* **GIVEN TEXT**:

:::::

You are viewing a plain text version of this content. The canonical link for it is here.
Posted to user@spark.apache.org by Chitral Verma <ch...@gmail.com> on 2017/11/19 23:08:48 UTC

[Spark SQL]: DataFrame schema resulting in NullPointerException

Hey,

I'm working on this use case that involves converting DStreams to
Dataframes after some transformations. I've simplified my code into the
following snippet so as to reproduce the error. Also, I've mentioned below
my environment settings.

*Environment:*

Spark Version: 2.2.0
Java: 1.8
Execution mode: local/ IntelliJ


*Code:*

object Tests {

def main(args: Array[String]): Unit = {
val spark: SparkSession =  ...
  import spark.implicits._

    val df = List(
        ("jim", "usa"),
        ("raj", "india"))
        .toDF("name", "country")

    df.rdd
      .map(x => x.toSeq)
      .map(x => new GenericRowWithSchema(x.toArray, df.schema))
      .foreach(println)
  }
}


This results in NullPointerException as I'm directly using df.schema in
map().

What I don't understand is that if I use the following code (basically
storing the schema as a value before transforming), it works just fine.

object Tests {

def main(args: Array[String]): Unit = {
val spark: SparkSession =  ...
  import spark.implicits._

    val df = List(
        ("jim", "usa"),
        ("raj", "india"))
        .toDF("name", "country")

    val sc = df.schema

    df.rdd
      .map(x => x.toSeq)
      .map(x => new GenericRowWithSchema(x.toArray, sc))
      .foreach(println)
  }
}


I wonder why this is happening as *df.rdd* is not an action and there is
visible change in state of dataframe just yet. What are your thoughts on
this?

Regards,
Chitral Verma

:::::

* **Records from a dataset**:
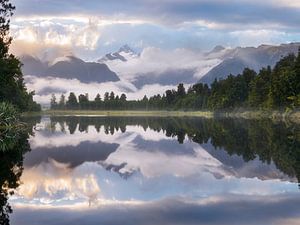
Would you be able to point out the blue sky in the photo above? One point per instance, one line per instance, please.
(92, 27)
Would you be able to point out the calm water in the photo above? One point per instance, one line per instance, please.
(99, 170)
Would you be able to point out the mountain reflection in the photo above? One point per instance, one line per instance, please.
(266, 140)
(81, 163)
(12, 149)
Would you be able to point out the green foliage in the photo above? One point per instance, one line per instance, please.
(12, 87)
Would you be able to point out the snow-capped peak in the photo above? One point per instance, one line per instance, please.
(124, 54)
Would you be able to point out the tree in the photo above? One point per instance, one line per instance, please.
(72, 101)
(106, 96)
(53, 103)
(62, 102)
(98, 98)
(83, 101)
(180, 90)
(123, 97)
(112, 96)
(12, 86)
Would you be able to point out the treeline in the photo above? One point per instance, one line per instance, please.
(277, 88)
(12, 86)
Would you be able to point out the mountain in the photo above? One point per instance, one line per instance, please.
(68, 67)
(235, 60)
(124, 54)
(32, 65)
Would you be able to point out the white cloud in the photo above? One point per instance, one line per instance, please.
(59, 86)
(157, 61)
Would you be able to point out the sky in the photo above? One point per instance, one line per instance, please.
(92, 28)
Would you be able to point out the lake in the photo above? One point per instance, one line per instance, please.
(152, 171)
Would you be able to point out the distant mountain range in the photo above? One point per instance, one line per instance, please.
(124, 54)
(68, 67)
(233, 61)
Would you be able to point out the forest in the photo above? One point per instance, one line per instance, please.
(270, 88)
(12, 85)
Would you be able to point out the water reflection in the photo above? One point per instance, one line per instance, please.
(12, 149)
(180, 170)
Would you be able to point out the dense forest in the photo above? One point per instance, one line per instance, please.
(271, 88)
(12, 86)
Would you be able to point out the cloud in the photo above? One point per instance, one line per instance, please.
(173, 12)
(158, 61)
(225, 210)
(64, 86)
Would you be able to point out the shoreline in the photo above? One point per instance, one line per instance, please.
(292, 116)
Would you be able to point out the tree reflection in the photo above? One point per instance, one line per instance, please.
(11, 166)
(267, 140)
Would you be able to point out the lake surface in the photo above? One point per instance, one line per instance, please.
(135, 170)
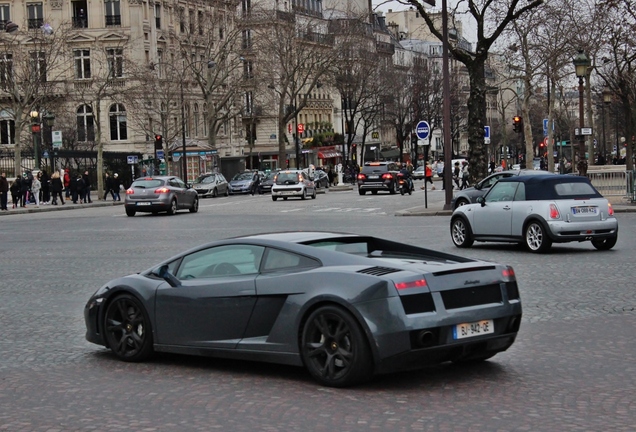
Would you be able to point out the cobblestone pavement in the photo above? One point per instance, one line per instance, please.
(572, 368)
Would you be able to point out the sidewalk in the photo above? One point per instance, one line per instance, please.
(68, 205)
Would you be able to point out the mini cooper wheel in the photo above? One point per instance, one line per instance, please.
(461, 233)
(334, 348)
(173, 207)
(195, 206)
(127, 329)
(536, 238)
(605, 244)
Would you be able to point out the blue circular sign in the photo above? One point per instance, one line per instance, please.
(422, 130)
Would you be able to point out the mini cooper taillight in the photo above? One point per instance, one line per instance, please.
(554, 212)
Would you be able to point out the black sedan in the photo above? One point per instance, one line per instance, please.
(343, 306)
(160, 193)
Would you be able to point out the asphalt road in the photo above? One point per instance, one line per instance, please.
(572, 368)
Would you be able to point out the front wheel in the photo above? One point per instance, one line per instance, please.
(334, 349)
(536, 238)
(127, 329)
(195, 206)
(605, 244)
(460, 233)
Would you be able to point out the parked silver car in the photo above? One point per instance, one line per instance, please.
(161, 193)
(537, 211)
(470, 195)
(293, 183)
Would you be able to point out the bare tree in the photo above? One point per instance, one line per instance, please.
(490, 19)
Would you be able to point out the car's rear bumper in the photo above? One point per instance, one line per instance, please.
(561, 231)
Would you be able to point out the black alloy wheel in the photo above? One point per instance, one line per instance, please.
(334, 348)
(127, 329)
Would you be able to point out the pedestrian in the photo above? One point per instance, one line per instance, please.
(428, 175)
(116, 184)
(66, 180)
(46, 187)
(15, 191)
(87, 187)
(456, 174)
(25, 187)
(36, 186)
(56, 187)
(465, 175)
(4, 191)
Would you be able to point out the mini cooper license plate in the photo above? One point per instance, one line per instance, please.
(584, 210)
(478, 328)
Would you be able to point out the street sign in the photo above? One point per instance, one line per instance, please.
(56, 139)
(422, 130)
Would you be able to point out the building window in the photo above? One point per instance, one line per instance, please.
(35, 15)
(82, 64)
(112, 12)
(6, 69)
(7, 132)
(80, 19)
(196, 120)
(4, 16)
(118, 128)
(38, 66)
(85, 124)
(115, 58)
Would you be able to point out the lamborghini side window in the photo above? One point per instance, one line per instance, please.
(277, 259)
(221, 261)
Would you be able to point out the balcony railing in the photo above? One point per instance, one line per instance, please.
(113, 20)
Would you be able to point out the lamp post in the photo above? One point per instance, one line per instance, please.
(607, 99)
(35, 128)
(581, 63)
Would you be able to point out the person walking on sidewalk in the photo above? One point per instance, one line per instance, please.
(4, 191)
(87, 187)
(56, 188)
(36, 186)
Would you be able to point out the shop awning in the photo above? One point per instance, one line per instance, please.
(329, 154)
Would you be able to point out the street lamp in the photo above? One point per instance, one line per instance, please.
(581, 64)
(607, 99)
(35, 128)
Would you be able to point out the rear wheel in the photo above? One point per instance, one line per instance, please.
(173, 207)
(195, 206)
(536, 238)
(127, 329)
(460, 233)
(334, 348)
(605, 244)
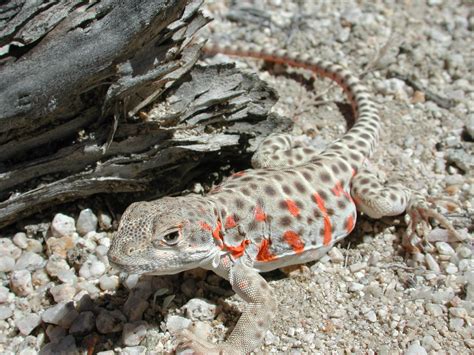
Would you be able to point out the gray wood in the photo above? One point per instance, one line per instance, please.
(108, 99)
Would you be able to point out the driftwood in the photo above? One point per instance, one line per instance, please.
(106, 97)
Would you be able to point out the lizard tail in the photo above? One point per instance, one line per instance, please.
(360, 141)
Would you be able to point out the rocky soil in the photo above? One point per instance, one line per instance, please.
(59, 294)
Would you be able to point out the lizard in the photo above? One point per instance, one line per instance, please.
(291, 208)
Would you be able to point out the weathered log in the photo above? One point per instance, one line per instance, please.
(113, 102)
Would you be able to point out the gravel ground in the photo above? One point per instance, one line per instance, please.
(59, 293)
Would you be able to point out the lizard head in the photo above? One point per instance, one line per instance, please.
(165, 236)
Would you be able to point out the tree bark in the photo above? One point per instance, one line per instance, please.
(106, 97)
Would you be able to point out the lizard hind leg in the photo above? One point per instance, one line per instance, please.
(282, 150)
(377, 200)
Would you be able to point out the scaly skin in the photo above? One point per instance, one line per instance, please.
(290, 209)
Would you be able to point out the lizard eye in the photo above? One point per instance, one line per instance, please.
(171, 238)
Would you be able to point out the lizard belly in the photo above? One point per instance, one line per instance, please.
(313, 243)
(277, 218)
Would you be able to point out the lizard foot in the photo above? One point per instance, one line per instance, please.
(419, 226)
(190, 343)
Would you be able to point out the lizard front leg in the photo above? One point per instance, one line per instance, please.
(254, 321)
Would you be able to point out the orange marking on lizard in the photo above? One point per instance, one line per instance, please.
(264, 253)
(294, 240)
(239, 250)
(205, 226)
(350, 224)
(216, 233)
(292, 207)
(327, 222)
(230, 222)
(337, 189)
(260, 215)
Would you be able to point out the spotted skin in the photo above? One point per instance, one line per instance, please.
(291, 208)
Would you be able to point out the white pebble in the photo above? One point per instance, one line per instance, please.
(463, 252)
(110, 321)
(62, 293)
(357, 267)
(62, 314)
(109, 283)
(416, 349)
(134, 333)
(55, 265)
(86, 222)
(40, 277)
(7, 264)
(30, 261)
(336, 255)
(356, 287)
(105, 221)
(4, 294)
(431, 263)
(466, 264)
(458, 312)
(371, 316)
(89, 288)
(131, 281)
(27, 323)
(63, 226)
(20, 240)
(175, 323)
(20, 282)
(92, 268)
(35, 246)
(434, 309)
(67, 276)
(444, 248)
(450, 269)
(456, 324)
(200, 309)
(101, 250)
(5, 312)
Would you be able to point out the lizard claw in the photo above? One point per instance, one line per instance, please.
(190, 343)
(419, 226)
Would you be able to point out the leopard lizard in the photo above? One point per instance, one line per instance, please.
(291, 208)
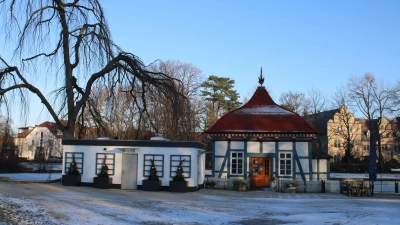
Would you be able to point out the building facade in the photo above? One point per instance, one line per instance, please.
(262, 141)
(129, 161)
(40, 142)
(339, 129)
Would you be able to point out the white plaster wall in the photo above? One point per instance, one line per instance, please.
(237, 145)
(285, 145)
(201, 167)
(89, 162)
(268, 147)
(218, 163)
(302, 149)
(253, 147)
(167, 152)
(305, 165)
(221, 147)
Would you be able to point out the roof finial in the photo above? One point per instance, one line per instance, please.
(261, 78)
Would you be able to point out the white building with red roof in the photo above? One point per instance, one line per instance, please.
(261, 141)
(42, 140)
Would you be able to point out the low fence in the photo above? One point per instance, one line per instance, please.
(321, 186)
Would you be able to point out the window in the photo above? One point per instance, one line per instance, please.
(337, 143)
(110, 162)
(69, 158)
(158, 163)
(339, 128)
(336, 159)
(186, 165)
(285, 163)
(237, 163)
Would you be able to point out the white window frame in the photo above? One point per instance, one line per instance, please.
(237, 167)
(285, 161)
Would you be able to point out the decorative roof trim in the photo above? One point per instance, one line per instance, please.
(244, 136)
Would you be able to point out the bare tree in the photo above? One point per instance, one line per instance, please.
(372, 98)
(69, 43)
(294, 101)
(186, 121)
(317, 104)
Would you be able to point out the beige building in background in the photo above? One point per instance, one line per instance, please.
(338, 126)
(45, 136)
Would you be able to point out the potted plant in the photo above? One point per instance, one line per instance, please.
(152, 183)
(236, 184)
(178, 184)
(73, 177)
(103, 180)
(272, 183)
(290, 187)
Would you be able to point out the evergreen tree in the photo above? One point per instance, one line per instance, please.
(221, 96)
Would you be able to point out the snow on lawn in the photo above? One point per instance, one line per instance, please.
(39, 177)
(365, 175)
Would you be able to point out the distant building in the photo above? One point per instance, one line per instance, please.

:::::

* **WRITTEN TASK A**: Which Spark version does the Spark mailing list post give under its environment settings?
* **WRITTEN TASK B**: Reproduce the Spark mailing list post word for word, starting with "I'm working on" and going on through "my environment settings.".
You can leave the items aside; none of the work depends on them.

* **EXERCISE OUTPUT A**: Spark 2.2.0

* **EXERCISE OUTPUT B**:
I'm working on this use case that involves converting DStreams to
Dataframes after some transformations. I've simplified my code into the
following snippet so as to reproduce the error. Also, I've mentioned below
my environment settings.